**WHAT THIS TASK INVOLVES**
Could you transcribe all of the entries below line for line, leaving out the pictures?
-------- RECORDS PROVIDED --------
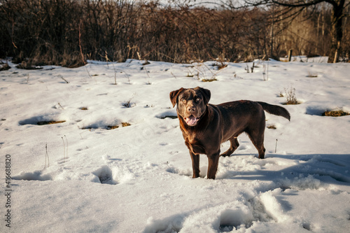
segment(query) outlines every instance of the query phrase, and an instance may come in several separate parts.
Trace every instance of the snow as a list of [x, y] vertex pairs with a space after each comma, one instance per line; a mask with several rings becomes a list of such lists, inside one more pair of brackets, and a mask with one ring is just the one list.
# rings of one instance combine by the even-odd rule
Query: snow
[[[216, 62], [143, 62], [39, 70], [10, 62], [0, 72], [0, 232], [349, 231], [350, 115], [321, 113], [350, 112], [350, 64], [255, 61], [247, 73], [252, 62], [220, 70]], [[196, 86], [211, 91], [211, 104], [278, 105], [291, 87], [301, 104], [284, 106], [290, 122], [266, 113], [267, 126], [276, 128], [265, 130], [266, 159], [242, 134], [237, 150], [220, 159], [216, 180], [206, 178], [205, 155], [201, 178], [192, 179], [169, 94]]]

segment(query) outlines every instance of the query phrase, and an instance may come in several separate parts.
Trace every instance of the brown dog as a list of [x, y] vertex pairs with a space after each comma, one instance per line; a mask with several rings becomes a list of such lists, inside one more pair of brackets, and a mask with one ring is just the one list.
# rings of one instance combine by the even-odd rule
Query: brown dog
[[208, 178], [215, 178], [220, 144], [230, 140], [230, 148], [221, 156], [230, 155], [239, 145], [237, 136], [246, 132], [263, 159], [264, 132], [267, 112], [290, 120], [288, 111], [264, 102], [240, 100], [218, 105], [209, 104], [211, 93], [200, 87], [181, 88], [170, 92], [173, 107], [177, 104], [185, 143], [190, 150], [193, 178], [200, 176], [200, 154], [208, 157]]

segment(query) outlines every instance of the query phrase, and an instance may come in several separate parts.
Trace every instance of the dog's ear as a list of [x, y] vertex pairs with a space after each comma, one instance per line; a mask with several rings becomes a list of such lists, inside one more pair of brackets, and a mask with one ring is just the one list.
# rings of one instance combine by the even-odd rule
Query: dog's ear
[[170, 101], [172, 101], [172, 104], [173, 104], [173, 108], [175, 106], [175, 105], [176, 104], [176, 102], [177, 102], [177, 97], [178, 96], [178, 94], [180, 94], [180, 92], [184, 90], [184, 88], [181, 87], [178, 90], [174, 90], [174, 91], [172, 91], [172, 92], [170, 92]]
[[198, 88], [203, 94], [203, 97], [204, 98], [204, 103], [205, 105], [208, 105], [208, 103], [209, 102], [210, 97], [211, 96], [211, 94], [210, 93], [210, 90], [208, 89], [197, 87], [196, 88]]

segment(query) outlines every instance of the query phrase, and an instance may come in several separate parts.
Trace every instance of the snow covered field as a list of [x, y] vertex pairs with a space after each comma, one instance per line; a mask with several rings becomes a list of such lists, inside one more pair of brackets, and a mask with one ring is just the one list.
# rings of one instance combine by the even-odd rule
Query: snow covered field
[[[1, 232], [349, 232], [350, 115], [321, 114], [350, 112], [350, 64], [143, 62], [0, 72]], [[216, 180], [205, 155], [192, 179], [169, 94], [196, 86], [300, 104], [266, 113], [266, 159], [242, 134]]]

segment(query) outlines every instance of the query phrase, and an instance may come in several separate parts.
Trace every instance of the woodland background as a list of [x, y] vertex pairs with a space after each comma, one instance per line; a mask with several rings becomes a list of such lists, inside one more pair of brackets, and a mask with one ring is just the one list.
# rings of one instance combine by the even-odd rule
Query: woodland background
[[[326, 3], [285, 14], [255, 7], [127, 0], [0, 0], [0, 57], [25, 66], [83, 65], [86, 59], [129, 58], [171, 62], [248, 62], [331, 53]], [[349, 12], [347, 6], [344, 11]], [[340, 60], [350, 53], [343, 20]]]

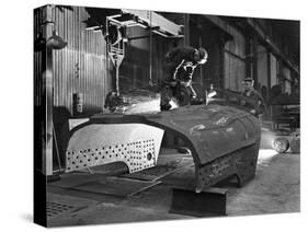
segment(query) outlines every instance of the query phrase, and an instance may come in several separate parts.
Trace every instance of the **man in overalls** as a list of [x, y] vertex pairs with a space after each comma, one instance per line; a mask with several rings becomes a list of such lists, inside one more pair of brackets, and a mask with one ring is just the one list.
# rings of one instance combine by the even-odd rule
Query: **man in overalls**
[[160, 109], [169, 111], [170, 101], [176, 97], [176, 85], [181, 84], [191, 92], [191, 96], [196, 97], [192, 86], [194, 69], [198, 65], [207, 61], [207, 51], [204, 48], [195, 49], [190, 46], [175, 47], [164, 56], [163, 80], [160, 89]]

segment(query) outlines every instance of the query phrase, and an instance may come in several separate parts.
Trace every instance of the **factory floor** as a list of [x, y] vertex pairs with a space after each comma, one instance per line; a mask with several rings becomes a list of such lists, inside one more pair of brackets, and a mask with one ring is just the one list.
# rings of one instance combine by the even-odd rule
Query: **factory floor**
[[[228, 189], [227, 217], [300, 210], [300, 155], [278, 154], [263, 132], [254, 179]], [[62, 175], [48, 183], [48, 227], [191, 219], [170, 213], [172, 187], [194, 186], [191, 155], [161, 149], [158, 165], [141, 174], [123, 175], [119, 164]]]

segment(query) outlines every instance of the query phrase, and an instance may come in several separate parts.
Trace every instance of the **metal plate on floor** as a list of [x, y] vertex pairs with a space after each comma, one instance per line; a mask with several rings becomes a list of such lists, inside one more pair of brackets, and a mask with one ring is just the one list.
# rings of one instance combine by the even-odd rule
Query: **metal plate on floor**
[[47, 201], [46, 204], [46, 212], [48, 219], [55, 218], [64, 212], [72, 210], [73, 208], [73, 206], [69, 206], [67, 204], [59, 204], [54, 201]]
[[117, 197], [130, 197], [160, 183], [161, 182], [149, 183], [128, 178], [107, 177], [102, 181], [89, 182], [75, 186], [73, 189]]

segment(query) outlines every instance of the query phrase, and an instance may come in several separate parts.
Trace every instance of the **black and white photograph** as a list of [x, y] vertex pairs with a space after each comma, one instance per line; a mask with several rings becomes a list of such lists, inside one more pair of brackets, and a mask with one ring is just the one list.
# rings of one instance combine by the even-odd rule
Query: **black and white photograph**
[[300, 212], [300, 23], [34, 9], [34, 222]]

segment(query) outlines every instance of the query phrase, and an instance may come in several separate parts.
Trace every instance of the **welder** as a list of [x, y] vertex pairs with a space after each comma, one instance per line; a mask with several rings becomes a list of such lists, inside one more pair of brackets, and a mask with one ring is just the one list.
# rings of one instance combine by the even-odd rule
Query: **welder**
[[249, 97], [252, 101], [240, 100], [240, 104], [249, 108], [249, 112], [252, 115], [260, 117], [265, 112], [265, 104], [262, 95], [256, 90], [254, 90], [253, 83], [254, 80], [252, 78], [246, 78], [242, 81], [242, 96]]
[[207, 61], [207, 51], [201, 48], [190, 46], [175, 47], [166, 54], [163, 60], [163, 80], [160, 88], [160, 109], [169, 111], [170, 101], [176, 98], [178, 86], [187, 88], [191, 97], [196, 97], [196, 92], [192, 86], [194, 69], [198, 65]]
--------
**RESULT OF THIS TASK**
segment(query) outlines every instance of the query phrase, and an instance may come in several separate parts.
Trace every instance of the snow as a list of [x, y] vertex pairs with a space after each comma, one instance per line; a mask with several rings becomes a list of such lists, inside one more pair of brackets, and a mask with one ring is just the one list.
# rings of one instance combine by the even-odd rule
Query: snow
[[[216, 62], [143, 62], [39, 70], [10, 62], [0, 72], [0, 232], [349, 231], [350, 115], [321, 113], [350, 112], [350, 64], [255, 61], [247, 73], [252, 62], [220, 70]], [[196, 86], [211, 91], [211, 104], [278, 105], [291, 87], [301, 104], [284, 106], [290, 122], [266, 113], [267, 126], [276, 128], [265, 130], [266, 159], [242, 134], [237, 150], [220, 159], [216, 180], [206, 178], [205, 155], [201, 178], [192, 179], [169, 94]]]

segment(query) outlines every instance of the query phrase, and an instance may come in several separate parts.
Trace every instance of the brown dog as a list of [x, y] vertex pairs with a space after each comma, one instance per line; a mask with several rings becomes a list of such lists, inside one more pair of brackets, and a mask with one ring is just the one list.
# rings of one instance combine by the even-odd rule
Query: brown dog
[[208, 178], [215, 178], [220, 144], [230, 140], [230, 148], [221, 156], [230, 155], [239, 145], [237, 136], [246, 132], [263, 159], [264, 132], [267, 112], [290, 120], [288, 111], [264, 102], [240, 100], [218, 105], [209, 104], [211, 93], [200, 87], [181, 88], [170, 92], [173, 107], [177, 104], [185, 143], [190, 150], [193, 178], [200, 176], [200, 154], [208, 157]]

segment(query) outlines every instance of the query phrase, and an instance may come in several separate parts.
Trace every instance of the dog's ear as a list of [x, y] vertex pairs with a space after each comma, one instance per line; a mask with several rings becomes a list of such lists, inside one more pair of brackets, and a mask with one ring is just the one list.
# rings of one instance combine by the even-odd rule
Query: dog's ear
[[170, 101], [172, 101], [172, 104], [173, 104], [173, 108], [175, 106], [175, 105], [176, 104], [176, 102], [177, 102], [177, 97], [178, 96], [178, 94], [180, 94], [180, 92], [184, 90], [184, 88], [181, 87], [178, 90], [174, 90], [174, 91], [172, 91], [172, 92], [170, 92]]
[[198, 88], [203, 94], [203, 97], [204, 98], [204, 103], [205, 105], [208, 105], [208, 103], [209, 102], [210, 97], [211, 96], [211, 94], [210, 93], [210, 90], [208, 89], [197, 87], [196, 88]]

segment(query) outlines every instance of the query phrase, and an instance may come in several separate parts.
Trace every instance of the snow covered field as a list of [x, y] vertex pairs with a space after each comma, one instance per line; a mask with several rings becomes a list of such lists, inside one more pair of brackets, and a mask with one ring is just the one list.
# rings of one instance combine by the even-odd rule
Query: snow covered field
[[[1, 232], [349, 232], [350, 115], [321, 114], [350, 112], [350, 64], [143, 62], [0, 72]], [[216, 180], [205, 155], [192, 179], [169, 94], [196, 86], [300, 104], [266, 113], [266, 159], [242, 134]]]

segment(query) outlines every instance of the query phrase, and an instance may come in several separate parts.
Trace every instance of the woodland background as a list of [x, y] vertex pairs with a space after each comma, one instance per line; a mask with several rings becomes a list of such lists, inside one more pair of brackets, and a mask with one ring is just the one list.
# rings of one instance combine by the even-odd rule
Query: woodland background
[[[326, 3], [285, 14], [255, 7], [127, 0], [0, 0], [0, 57], [25, 66], [83, 65], [86, 59], [129, 58], [171, 62], [248, 62], [331, 53]], [[349, 12], [347, 6], [344, 11]], [[340, 60], [350, 53], [343, 20]]]

segment(query) outlines every instance of the query phrase, and an instance may come in several separate parts.
Trace every instance of the **man in overalls** as a list of [x, y] vertex pairs with a space after each comma, one instance per line; a mask with several rings becomes a list of such lists, inside one more pair of brackets, and a mask with one ring is just the one list.
# rings of one instance combine by the even-odd rule
Query: **man in overalls**
[[160, 109], [169, 111], [170, 101], [176, 97], [176, 85], [181, 84], [191, 92], [191, 96], [196, 97], [192, 86], [194, 69], [198, 65], [207, 61], [207, 51], [204, 48], [195, 49], [190, 46], [175, 47], [164, 56], [163, 80], [160, 89]]

segment(query) outlines every instance of the query phrase, and an instance may come in several separate parts.
Trace every instance of the **factory floor** as a list of [x, y] vertex pairs with a space after each comma, one instance per line; a mask with several rings becomes a list of such lists, inside one more pair of brackets, and a mask with one ring is just the one list.
# rings of one instance combine by the even-odd rule
Query: **factory floor**
[[[228, 189], [227, 217], [300, 210], [300, 155], [278, 154], [263, 132], [254, 179]], [[62, 175], [48, 183], [48, 227], [191, 219], [170, 213], [172, 187], [194, 186], [191, 155], [161, 149], [158, 165], [141, 174], [123, 175], [119, 164]]]

segment(query) outlines every instance of the query phrase, and an instance may come in several separate parts.
Trace every instance of the **metal plate on floor** as a list of [x, y] vertex pairs with a space after each comma, one instance per line; a mask with several rings becomes a list of such lists, inside one more pair of brackets, and a mask with one ring is just the one list.
# rings of one instance combine by the even-odd rule
Query: **metal plate on floor**
[[47, 201], [46, 204], [46, 212], [48, 219], [55, 218], [64, 212], [72, 210], [73, 208], [73, 206], [69, 206], [67, 204], [59, 204], [54, 201]]
[[117, 197], [130, 197], [160, 183], [161, 182], [149, 183], [128, 178], [107, 177], [102, 181], [89, 182], [75, 186], [73, 189]]

segment(query) outlines every instance of the query phrase, and an instance may come in several separate parts.
Trace every instance of the **black and white photograph** as a list of [x, y] vertex pairs with a space after each comma, one instance per line; a mask with several rings becomes a list of such lists, inside one more pair of brackets, and a mask with one ring is just the one list.
# rings of one instance combine by the even-odd rule
Query: **black and white photograph**
[[300, 212], [300, 23], [34, 9], [34, 222]]

segment(query) outlines every instance of the query phrase, and an instance may come in several separate parts.
Trace every instance of the **welder** as a list of [x, y] vertex pairs with a space after each comma, one instance per line; a mask with several rings becomes a list of such lists, inside one more pair of brackets, and a mask with one ring is just the one list.
# rings of one instance combine by the even-odd rule
Query: **welder**
[[249, 97], [252, 101], [240, 100], [240, 104], [249, 108], [249, 112], [252, 115], [260, 117], [265, 112], [265, 104], [262, 95], [256, 90], [254, 90], [253, 83], [254, 80], [252, 78], [246, 78], [242, 81], [242, 96]]
[[207, 61], [207, 51], [201, 48], [190, 46], [175, 47], [166, 54], [163, 60], [163, 80], [160, 88], [160, 109], [169, 111], [170, 101], [176, 98], [178, 86], [187, 88], [191, 97], [196, 97], [196, 92], [192, 86], [194, 69], [198, 65]]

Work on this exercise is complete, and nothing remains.